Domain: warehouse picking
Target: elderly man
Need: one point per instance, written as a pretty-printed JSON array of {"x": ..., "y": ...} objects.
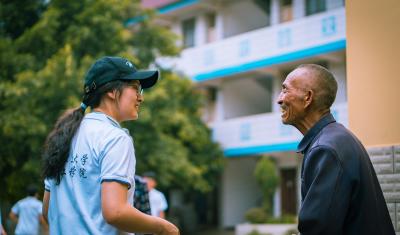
[{"x": 339, "y": 188}]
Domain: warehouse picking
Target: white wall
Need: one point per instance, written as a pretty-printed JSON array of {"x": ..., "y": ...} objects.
[
  {"x": 339, "y": 71},
  {"x": 240, "y": 191},
  {"x": 244, "y": 97},
  {"x": 241, "y": 17}
]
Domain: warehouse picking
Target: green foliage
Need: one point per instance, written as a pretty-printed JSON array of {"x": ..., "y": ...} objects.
[
  {"x": 256, "y": 215},
  {"x": 41, "y": 74},
  {"x": 267, "y": 177},
  {"x": 255, "y": 232},
  {"x": 284, "y": 219}
]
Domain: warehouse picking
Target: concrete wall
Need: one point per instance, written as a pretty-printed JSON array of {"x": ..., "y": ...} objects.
[
  {"x": 239, "y": 190},
  {"x": 386, "y": 161},
  {"x": 373, "y": 51},
  {"x": 242, "y": 16}
]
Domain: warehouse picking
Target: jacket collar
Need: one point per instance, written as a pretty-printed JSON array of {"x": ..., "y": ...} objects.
[
  {"x": 313, "y": 132},
  {"x": 105, "y": 118}
]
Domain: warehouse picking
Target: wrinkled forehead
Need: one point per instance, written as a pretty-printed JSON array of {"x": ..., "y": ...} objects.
[
  {"x": 299, "y": 78},
  {"x": 134, "y": 82}
]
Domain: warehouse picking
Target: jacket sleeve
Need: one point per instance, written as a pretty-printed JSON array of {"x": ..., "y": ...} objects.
[{"x": 326, "y": 193}]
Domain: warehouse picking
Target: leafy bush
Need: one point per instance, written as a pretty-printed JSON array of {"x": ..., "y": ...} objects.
[
  {"x": 284, "y": 219},
  {"x": 256, "y": 215}
]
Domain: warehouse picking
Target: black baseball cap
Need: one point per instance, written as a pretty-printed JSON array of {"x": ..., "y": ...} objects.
[{"x": 110, "y": 68}]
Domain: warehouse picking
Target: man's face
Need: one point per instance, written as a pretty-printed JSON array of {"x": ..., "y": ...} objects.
[{"x": 291, "y": 99}]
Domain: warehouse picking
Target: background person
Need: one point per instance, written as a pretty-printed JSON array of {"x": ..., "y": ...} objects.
[
  {"x": 158, "y": 203},
  {"x": 27, "y": 213},
  {"x": 89, "y": 160},
  {"x": 339, "y": 188}
]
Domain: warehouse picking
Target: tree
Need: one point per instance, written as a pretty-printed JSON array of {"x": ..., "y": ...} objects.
[{"x": 43, "y": 77}]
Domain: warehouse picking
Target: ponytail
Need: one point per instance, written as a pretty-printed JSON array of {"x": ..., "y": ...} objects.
[{"x": 58, "y": 143}]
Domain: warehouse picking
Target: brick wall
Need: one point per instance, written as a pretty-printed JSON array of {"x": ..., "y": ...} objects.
[{"x": 386, "y": 161}]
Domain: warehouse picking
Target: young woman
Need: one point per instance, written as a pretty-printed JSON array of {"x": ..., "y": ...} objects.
[{"x": 89, "y": 160}]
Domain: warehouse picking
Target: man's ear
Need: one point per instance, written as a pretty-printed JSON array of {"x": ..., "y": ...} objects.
[
  {"x": 308, "y": 98},
  {"x": 112, "y": 94}
]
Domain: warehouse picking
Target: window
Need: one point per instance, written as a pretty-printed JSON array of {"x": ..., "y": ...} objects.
[
  {"x": 286, "y": 11},
  {"x": 210, "y": 19},
  {"x": 315, "y": 6},
  {"x": 188, "y": 32}
]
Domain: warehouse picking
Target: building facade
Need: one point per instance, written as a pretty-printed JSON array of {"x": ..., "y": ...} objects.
[{"x": 238, "y": 52}]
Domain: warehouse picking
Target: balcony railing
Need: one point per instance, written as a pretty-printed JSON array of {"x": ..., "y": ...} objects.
[
  {"x": 262, "y": 133},
  {"x": 300, "y": 38}
]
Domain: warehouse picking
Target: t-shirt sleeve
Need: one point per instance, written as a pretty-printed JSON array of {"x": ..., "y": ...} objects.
[
  {"x": 163, "y": 202},
  {"x": 47, "y": 184},
  {"x": 15, "y": 208},
  {"x": 118, "y": 161}
]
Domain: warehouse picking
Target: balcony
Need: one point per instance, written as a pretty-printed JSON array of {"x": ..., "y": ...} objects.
[
  {"x": 306, "y": 37},
  {"x": 262, "y": 133}
]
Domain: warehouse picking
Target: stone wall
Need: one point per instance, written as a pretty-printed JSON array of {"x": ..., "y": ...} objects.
[{"x": 386, "y": 161}]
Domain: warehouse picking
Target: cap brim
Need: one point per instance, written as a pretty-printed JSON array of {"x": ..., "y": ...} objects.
[{"x": 147, "y": 78}]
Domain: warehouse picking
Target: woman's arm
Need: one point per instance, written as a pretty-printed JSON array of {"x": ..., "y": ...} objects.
[
  {"x": 45, "y": 208},
  {"x": 119, "y": 213}
]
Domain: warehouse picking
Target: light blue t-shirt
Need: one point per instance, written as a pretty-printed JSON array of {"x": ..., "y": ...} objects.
[
  {"x": 28, "y": 211},
  {"x": 100, "y": 151}
]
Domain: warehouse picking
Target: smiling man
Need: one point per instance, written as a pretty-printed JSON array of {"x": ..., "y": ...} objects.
[{"x": 339, "y": 188}]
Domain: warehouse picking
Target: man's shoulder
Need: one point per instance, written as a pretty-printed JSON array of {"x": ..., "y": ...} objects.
[{"x": 333, "y": 134}]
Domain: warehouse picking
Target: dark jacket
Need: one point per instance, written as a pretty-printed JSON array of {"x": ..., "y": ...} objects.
[{"x": 339, "y": 188}]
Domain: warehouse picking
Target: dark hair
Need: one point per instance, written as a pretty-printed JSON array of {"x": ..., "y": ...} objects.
[
  {"x": 325, "y": 85},
  {"x": 31, "y": 190},
  {"x": 58, "y": 142}
]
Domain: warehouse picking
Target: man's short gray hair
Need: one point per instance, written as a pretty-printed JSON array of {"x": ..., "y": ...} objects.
[{"x": 324, "y": 85}]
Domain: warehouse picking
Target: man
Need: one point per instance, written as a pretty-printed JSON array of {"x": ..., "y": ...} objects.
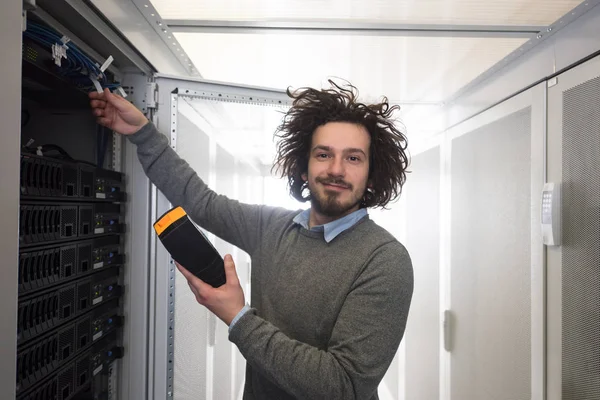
[{"x": 331, "y": 290}]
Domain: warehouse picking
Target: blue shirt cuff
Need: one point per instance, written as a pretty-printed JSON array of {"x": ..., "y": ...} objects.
[{"x": 237, "y": 317}]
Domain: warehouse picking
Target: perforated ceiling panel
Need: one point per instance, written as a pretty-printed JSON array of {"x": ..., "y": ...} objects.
[
  {"x": 491, "y": 261},
  {"x": 499, "y": 12},
  {"x": 405, "y": 69},
  {"x": 581, "y": 242}
]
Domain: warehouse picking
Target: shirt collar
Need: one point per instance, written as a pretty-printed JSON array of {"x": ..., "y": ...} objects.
[{"x": 334, "y": 228}]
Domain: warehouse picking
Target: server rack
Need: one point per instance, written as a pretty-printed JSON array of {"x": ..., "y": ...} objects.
[{"x": 71, "y": 227}]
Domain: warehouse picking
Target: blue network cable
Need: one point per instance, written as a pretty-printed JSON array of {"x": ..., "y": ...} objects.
[{"x": 77, "y": 66}]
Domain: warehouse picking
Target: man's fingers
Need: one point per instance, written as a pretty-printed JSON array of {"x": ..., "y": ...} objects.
[
  {"x": 188, "y": 275},
  {"x": 104, "y": 121},
  {"x": 98, "y": 103},
  {"x": 96, "y": 95},
  {"x": 230, "y": 273},
  {"x": 116, "y": 101}
]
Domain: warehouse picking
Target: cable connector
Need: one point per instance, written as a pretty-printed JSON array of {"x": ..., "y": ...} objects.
[
  {"x": 106, "y": 64},
  {"x": 59, "y": 51},
  {"x": 121, "y": 92},
  {"x": 97, "y": 85}
]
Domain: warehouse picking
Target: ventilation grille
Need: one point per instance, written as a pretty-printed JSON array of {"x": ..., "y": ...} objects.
[{"x": 581, "y": 242}]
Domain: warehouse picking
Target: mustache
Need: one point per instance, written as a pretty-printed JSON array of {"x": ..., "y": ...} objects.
[{"x": 334, "y": 181}]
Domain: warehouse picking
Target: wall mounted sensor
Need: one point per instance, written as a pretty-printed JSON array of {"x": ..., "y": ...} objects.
[
  {"x": 189, "y": 247},
  {"x": 551, "y": 214}
]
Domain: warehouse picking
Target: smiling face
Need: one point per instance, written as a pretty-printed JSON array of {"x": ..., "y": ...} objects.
[{"x": 338, "y": 170}]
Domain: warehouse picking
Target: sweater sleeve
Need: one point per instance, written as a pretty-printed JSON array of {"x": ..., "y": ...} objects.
[
  {"x": 363, "y": 343},
  {"x": 237, "y": 223}
]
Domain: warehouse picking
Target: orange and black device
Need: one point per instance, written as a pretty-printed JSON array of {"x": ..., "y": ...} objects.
[{"x": 189, "y": 247}]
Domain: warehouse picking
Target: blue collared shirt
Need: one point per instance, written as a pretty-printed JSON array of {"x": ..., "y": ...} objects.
[{"x": 330, "y": 231}]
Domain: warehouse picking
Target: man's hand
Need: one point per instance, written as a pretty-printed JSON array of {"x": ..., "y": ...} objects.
[
  {"x": 225, "y": 301},
  {"x": 116, "y": 113}
]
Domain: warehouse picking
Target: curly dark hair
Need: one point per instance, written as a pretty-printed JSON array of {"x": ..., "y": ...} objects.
[{"x": 313, "y": 108}]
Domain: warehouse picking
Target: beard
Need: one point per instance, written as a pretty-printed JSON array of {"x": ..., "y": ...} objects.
[{"x": 327, "y": 202}]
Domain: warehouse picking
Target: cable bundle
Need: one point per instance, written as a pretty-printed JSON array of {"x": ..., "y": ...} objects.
[{"x": 77, "y": 66}]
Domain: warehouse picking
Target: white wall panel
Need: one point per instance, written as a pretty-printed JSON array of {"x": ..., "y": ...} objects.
[{"x": 191, "y": 319}]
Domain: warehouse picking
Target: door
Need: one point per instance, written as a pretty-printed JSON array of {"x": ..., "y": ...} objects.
[
  {"x": 476, "y": 328},
  {"x": 574, "y": 266},
  {"x": 221, "y": 130}
]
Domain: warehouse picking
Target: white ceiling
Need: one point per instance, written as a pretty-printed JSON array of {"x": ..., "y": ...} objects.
[
  {"x": 477, "y": 12},
  {"x": 417, "y": 72}
]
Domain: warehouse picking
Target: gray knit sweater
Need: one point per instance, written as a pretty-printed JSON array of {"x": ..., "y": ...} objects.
[{"x": 326, "y": 318}]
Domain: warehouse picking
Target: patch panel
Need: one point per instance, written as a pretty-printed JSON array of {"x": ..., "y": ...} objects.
[
  {"x": 40, "y": 313},
  {"x": 41, "y": 268},
  {"x": 52, "y": 351},
  {"x": 78, "y": 375},
  {"x": 41, "y": 223},
  {"x": 52, "y": 179}
]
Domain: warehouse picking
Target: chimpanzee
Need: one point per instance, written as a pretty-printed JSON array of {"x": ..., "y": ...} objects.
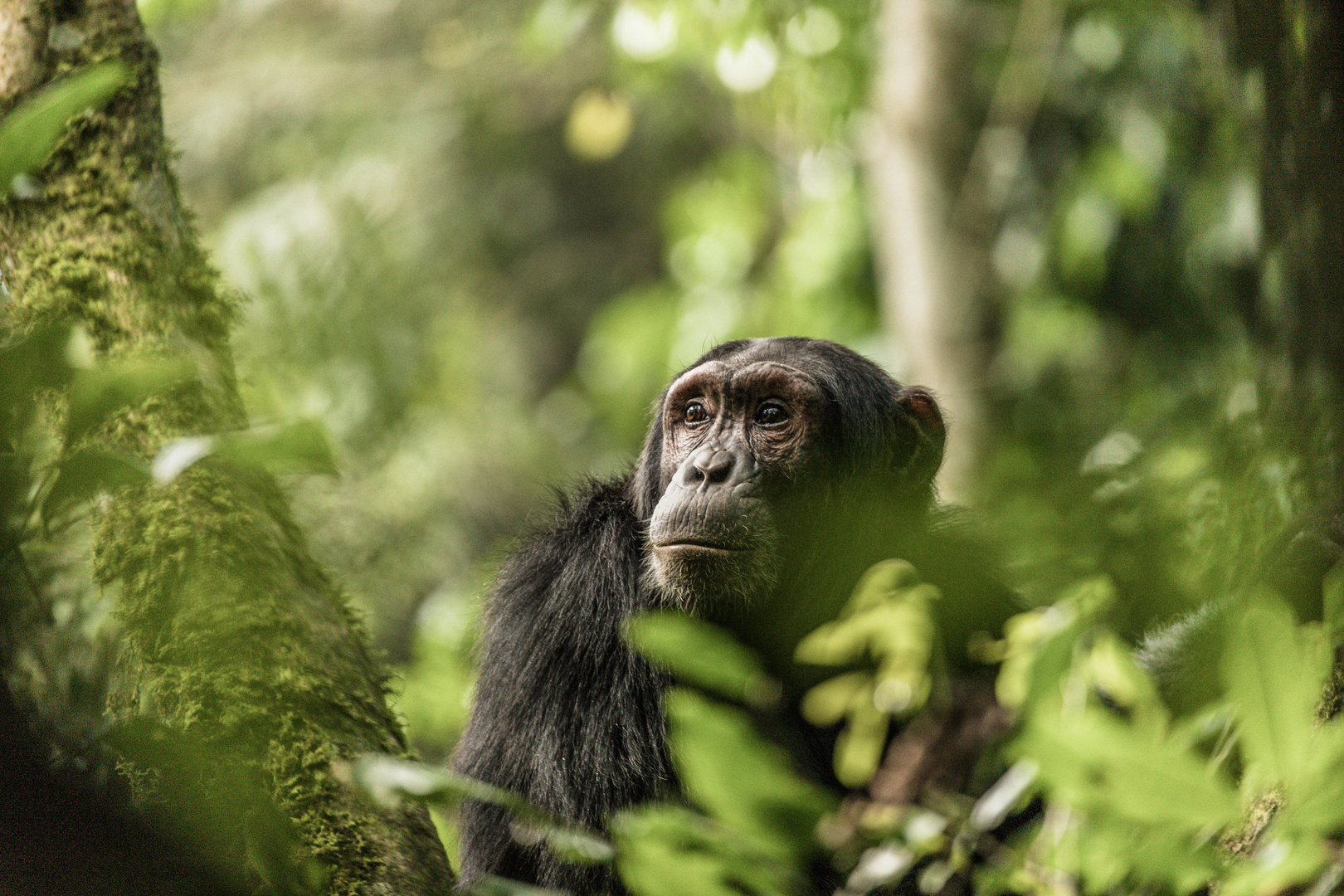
[{"x": 774, "y": 473}]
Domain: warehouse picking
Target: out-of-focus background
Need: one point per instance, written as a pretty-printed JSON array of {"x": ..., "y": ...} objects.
[{"x": 476, "y": 240}]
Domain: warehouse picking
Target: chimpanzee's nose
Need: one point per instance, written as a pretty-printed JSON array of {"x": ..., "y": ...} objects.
[{"x": 715, "y": 465}]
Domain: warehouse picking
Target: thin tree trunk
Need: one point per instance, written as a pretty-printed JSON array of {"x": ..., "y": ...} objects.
[
  {"x": 934, "y": 236},
  {"x": 231, "y": 631}
]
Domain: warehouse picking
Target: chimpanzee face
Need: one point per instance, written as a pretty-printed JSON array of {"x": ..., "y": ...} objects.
[{"x": 734, "y": 437}]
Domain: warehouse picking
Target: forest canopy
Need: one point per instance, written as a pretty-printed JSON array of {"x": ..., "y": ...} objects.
[{"x": 308, "y": 306}]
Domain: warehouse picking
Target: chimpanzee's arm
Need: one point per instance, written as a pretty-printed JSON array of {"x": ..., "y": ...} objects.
[{"x": 565, "y": 713}]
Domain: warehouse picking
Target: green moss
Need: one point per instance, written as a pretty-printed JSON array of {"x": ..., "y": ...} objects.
[{"x": 231, "y": 631}]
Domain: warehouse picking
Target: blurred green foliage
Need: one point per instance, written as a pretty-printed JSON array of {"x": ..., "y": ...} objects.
[{"x": 479, "y": 238}]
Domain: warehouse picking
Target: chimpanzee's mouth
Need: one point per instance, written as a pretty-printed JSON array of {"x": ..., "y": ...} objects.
[{"x": 691, "y": 544}]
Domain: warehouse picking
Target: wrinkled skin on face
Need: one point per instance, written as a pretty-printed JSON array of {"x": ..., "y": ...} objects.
[{"x": 733, "y": 440}]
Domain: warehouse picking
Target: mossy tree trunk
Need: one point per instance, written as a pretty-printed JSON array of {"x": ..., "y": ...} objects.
[{"x": 231, "y": 631}]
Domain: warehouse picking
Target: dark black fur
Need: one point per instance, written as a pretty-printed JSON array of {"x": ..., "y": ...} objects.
[{"x": 569, "y": 718}]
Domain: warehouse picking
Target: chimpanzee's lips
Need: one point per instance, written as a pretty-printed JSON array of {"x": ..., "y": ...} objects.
[{"x": 689, "y": 544}]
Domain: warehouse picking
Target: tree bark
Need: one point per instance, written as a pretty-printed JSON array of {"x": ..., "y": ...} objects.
[
  {"x": 934, "y": 231},
  {"x": 233, "y": 635}
]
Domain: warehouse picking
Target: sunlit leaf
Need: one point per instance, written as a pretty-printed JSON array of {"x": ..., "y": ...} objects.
[
  {"x": 670, "y": 850},
  {"x": 1274, "y": 676},
  {"x": 101, "y": 392},
  {"x": 387, "y": 781},
  {"x": 295, "y": 448},
  {"x": 32, "y": 129},
  {"x": 1332, "y": 594},
  {"x": 738, "y": 778},
  {"x": 86, "y": 472},
  {"x": 1090, "y": 761}
]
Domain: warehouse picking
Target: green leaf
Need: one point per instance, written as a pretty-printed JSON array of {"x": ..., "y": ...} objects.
[
  {"x": 739, "y": 779},
  {"x": 1093, "y": 762},
  {"x": 1274, "y": 674},
  {"x": 702, "y": 655},
  {"x": 35, "y": 127},
  {"x": 295, "y": 448},
  {"x": 1332, "y": 594},
  {"x": 671, "y": 850},
  {"x": 387, "y": 781},
  {"x": 86, "y": 472},
  {"x": 101, "y": 392}
]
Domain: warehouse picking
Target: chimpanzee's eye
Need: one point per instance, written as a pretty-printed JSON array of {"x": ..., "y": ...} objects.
[
  {"x": 696, "y": 412},
  {"x": 771, "y": 414}
]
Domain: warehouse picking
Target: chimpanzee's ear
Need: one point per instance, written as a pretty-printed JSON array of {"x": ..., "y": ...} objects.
[{"x": 923, "y": 449}]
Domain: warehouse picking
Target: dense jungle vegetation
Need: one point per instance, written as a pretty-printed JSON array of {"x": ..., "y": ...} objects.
[{"x": 307, "y": 306}]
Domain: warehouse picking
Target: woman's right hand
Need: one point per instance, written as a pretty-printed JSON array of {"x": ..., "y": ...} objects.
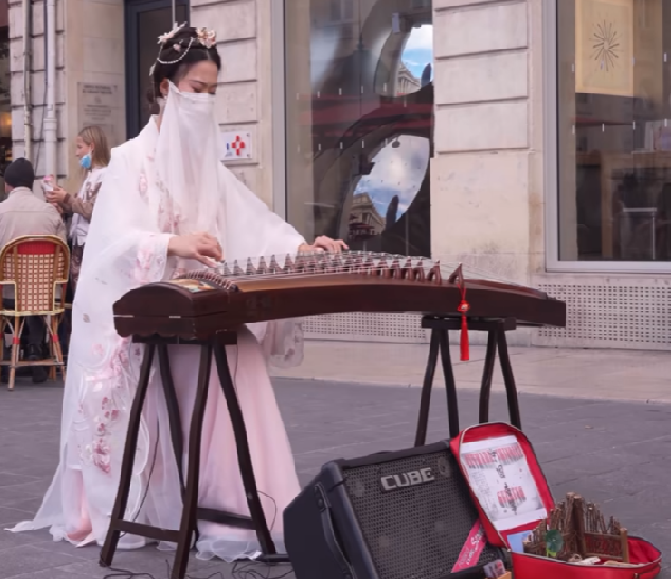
[{"x": 201, "y": 247}]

━━━━━━━━

Return every line above that contains the string "trunk".

Target: thin tree trunk
Target: mossy tree trunk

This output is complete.